◆ Given instruction ◆
Output the lines starting at the one containing "of the hand?" and ending at the one containing "111 133 L 124" as a numbered list, leaving out any blank lines.

[Data listing]
━━━━

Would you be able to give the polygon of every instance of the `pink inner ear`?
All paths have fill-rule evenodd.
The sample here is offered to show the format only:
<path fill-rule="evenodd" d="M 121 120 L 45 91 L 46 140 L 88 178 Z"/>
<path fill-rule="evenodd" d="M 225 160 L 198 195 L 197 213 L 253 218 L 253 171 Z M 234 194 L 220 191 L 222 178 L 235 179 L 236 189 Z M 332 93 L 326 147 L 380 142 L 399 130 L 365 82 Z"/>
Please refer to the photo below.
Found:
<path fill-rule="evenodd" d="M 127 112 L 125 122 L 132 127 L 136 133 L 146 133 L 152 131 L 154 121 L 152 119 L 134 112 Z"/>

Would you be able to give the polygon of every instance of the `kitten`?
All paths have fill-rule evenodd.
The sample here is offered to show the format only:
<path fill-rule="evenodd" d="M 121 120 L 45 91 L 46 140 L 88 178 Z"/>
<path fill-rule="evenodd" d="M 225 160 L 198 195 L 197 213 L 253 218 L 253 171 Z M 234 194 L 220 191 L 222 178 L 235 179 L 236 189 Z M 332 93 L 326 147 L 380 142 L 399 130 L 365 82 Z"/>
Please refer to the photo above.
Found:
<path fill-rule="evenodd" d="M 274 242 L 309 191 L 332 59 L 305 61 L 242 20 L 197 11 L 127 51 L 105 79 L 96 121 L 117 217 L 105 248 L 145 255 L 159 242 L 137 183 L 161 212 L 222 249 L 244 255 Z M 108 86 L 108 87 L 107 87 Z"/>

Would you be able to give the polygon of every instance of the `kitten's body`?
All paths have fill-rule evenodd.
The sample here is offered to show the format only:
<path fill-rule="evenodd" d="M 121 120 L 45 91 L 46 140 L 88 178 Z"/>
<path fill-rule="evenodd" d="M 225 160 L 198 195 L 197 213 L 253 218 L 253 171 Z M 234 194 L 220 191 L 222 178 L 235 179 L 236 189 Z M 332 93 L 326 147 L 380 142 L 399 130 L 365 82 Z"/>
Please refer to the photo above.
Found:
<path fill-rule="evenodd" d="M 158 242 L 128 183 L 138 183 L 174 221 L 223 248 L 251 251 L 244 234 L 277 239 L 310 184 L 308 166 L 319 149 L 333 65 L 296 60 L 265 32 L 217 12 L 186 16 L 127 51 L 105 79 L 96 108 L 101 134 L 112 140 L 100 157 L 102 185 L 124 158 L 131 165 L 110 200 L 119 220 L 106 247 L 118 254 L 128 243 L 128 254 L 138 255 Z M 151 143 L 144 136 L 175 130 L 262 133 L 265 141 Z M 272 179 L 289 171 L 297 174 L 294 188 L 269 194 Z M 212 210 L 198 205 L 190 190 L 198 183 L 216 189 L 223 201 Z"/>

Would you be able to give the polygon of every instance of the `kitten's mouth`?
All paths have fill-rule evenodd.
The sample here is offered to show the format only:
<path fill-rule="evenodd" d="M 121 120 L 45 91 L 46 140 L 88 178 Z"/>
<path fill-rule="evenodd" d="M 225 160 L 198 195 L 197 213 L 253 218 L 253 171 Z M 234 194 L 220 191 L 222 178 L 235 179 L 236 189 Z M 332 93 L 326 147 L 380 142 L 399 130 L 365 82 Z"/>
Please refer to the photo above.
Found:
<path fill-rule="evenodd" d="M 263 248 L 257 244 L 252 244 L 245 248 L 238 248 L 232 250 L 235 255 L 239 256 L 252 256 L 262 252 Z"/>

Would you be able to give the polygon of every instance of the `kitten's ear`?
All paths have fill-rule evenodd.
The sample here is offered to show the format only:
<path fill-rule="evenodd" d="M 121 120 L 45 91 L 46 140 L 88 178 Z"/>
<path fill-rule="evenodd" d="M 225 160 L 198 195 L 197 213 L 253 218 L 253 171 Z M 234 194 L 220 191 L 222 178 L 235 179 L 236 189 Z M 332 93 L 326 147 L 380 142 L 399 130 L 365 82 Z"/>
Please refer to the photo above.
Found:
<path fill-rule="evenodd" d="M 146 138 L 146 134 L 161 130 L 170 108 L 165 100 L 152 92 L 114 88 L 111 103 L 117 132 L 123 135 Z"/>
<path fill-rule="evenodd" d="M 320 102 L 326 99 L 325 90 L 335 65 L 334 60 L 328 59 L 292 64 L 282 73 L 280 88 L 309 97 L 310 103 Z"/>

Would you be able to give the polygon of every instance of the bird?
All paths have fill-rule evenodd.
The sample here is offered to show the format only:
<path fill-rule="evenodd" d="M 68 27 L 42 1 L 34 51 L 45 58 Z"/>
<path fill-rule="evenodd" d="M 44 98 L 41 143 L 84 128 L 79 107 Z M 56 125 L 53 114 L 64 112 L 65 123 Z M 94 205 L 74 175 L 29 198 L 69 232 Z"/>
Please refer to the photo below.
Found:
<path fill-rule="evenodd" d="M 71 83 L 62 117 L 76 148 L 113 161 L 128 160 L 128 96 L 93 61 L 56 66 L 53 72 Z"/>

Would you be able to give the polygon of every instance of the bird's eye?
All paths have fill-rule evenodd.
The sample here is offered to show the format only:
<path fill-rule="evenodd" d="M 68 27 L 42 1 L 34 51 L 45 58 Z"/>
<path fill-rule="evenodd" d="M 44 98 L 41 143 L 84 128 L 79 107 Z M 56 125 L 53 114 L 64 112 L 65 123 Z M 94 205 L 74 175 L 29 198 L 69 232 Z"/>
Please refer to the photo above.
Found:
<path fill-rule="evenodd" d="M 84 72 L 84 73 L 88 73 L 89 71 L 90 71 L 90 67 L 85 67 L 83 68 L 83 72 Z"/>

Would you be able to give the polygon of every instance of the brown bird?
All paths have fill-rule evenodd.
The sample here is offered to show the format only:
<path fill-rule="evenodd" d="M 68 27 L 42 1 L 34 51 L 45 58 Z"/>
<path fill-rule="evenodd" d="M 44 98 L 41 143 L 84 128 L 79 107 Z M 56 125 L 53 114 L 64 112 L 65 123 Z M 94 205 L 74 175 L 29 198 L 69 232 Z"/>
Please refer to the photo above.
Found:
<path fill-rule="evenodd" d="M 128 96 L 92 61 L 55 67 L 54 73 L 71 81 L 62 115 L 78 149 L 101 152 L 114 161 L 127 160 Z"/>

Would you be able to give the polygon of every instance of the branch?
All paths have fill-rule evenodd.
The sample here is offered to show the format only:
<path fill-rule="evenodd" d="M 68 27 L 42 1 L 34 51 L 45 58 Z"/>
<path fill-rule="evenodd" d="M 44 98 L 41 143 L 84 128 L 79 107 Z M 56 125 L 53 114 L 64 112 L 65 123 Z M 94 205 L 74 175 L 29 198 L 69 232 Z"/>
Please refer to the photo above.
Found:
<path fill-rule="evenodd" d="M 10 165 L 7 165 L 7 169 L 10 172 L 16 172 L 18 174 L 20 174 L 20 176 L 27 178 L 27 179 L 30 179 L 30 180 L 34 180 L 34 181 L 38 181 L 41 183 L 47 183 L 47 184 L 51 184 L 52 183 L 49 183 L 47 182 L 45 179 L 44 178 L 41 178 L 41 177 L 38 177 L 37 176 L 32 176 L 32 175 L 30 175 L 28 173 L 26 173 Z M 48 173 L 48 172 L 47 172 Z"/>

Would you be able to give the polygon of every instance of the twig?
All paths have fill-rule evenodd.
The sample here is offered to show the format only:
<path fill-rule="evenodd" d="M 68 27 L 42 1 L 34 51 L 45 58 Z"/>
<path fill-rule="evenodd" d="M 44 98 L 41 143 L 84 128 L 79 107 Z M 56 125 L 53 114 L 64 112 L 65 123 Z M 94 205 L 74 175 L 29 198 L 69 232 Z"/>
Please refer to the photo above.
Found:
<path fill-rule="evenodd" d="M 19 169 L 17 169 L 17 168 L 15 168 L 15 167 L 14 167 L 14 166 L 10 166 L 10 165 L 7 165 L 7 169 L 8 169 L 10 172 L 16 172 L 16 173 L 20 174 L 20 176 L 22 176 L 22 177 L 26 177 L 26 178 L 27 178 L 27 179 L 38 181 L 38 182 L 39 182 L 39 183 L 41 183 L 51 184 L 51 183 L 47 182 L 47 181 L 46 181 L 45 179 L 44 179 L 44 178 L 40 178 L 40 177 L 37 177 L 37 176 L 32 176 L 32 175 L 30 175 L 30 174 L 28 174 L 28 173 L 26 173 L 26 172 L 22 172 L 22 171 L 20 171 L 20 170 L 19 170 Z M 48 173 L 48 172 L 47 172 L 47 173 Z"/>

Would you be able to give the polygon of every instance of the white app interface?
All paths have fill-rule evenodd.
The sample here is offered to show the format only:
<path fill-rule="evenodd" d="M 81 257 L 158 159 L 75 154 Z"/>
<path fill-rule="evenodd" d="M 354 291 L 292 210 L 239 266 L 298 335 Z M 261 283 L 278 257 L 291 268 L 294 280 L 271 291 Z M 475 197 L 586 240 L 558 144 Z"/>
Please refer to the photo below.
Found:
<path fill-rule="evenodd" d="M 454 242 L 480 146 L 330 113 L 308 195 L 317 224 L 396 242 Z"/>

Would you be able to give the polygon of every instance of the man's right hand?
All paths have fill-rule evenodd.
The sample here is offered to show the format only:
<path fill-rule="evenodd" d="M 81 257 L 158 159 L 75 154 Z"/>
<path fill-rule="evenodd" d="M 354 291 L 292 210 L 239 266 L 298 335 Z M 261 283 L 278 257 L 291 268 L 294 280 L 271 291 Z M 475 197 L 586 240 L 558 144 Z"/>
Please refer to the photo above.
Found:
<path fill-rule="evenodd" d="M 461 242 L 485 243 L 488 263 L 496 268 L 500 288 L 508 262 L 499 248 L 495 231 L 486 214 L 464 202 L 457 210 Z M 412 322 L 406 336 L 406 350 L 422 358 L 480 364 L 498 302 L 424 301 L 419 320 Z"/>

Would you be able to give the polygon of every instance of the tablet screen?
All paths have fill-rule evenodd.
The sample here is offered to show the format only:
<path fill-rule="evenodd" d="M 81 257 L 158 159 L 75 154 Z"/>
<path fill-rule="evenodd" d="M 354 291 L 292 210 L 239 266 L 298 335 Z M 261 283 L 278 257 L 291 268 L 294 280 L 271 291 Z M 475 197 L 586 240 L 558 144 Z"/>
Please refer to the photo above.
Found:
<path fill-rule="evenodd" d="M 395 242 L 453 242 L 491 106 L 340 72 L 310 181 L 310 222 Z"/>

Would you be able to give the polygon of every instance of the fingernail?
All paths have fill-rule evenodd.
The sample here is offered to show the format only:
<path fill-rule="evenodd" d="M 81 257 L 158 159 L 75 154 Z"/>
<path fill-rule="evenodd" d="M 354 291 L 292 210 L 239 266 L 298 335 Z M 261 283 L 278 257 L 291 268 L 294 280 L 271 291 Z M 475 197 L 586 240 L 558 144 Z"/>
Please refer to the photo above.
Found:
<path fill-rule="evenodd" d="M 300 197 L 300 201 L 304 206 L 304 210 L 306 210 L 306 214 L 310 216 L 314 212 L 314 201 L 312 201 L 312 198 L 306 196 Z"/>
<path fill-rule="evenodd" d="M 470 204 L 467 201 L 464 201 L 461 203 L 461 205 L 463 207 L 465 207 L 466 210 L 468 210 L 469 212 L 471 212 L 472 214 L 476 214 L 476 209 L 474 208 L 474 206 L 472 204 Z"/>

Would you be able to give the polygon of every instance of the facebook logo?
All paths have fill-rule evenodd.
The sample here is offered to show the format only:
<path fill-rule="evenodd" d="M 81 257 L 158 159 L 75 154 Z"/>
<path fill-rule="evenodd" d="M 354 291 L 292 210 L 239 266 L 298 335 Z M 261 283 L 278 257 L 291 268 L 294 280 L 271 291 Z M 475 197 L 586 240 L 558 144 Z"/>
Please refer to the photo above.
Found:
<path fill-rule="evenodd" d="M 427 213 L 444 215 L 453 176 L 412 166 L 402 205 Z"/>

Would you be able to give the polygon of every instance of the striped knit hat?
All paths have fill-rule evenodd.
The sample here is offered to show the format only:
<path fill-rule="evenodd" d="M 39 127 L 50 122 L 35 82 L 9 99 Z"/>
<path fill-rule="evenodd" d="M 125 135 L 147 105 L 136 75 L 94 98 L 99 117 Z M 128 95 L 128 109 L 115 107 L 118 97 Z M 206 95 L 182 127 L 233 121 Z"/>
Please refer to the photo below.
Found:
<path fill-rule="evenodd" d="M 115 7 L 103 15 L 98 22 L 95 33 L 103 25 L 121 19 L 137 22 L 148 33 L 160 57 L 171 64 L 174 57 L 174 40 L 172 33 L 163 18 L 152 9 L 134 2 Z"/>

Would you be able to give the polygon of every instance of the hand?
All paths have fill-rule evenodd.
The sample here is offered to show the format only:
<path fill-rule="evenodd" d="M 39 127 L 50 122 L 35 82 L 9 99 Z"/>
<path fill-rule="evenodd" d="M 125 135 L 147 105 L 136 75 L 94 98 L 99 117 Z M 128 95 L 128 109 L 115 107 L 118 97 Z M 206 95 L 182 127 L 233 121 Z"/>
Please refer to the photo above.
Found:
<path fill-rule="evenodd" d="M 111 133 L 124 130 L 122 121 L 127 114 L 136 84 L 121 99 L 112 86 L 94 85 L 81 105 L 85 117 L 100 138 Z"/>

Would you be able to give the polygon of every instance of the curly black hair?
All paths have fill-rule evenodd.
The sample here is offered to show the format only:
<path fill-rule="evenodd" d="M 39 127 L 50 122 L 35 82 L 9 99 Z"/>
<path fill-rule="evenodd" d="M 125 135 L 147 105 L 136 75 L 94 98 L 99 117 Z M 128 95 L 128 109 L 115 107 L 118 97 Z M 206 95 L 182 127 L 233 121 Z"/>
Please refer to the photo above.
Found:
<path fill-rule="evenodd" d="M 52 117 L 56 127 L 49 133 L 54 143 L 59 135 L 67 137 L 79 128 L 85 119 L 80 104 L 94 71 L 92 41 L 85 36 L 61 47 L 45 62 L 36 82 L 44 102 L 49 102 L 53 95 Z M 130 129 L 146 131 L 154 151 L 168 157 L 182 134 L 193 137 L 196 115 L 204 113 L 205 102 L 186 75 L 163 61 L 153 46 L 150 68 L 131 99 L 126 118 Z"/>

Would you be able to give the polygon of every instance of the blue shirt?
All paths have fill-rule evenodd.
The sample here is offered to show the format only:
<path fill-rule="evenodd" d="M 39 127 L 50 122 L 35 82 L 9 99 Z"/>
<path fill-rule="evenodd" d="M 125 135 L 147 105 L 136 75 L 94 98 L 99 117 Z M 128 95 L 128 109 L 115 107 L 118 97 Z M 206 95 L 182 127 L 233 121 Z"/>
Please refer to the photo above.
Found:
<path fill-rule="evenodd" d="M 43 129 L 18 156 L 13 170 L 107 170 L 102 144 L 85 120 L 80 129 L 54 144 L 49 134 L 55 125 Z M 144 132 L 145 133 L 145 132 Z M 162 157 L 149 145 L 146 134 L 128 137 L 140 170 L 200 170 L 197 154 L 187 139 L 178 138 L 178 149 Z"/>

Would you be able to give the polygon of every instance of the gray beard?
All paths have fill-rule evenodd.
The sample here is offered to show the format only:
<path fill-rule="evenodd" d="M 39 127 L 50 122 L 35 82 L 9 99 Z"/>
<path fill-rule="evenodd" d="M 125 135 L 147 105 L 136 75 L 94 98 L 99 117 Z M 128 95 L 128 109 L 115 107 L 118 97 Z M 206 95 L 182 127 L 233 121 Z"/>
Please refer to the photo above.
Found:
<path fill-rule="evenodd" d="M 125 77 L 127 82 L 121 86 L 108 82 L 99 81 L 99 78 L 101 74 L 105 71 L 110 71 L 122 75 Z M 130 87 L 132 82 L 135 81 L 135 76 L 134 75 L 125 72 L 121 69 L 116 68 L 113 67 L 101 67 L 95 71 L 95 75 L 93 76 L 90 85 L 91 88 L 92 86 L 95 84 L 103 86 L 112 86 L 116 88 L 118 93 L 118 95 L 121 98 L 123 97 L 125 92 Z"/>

━━━━

◆ Answer to this task ◆
1. Would you be able to give the polygon of every instance of the hand?
2. All paths have fill-rule evenodd.
3. The sample here is offered to show the format only:
4. <path fill-rule="evenodd" d="M 39 127 L 50 122 L 35 82 L 9 99 Z"/>
5. <path fill-rule="evenodd" d="M 125 135 L 147 105 L 136 75 L 94 98 L 99 117 Z M 128 95 L 128 109 L 115 107 L 118 97 Z M 206 95 L 182 127 L 233 121 Z"/>
6. Please refer to the photo above.
7. Found:
8. <path fill-rule="evenodd" d="M 111 133 L 124 130 L 122 121 L 127 114 L 136 84 L 121 99 L 112 86 L 94 85 L 81 105 L 85 117 L 100 138 Z"/>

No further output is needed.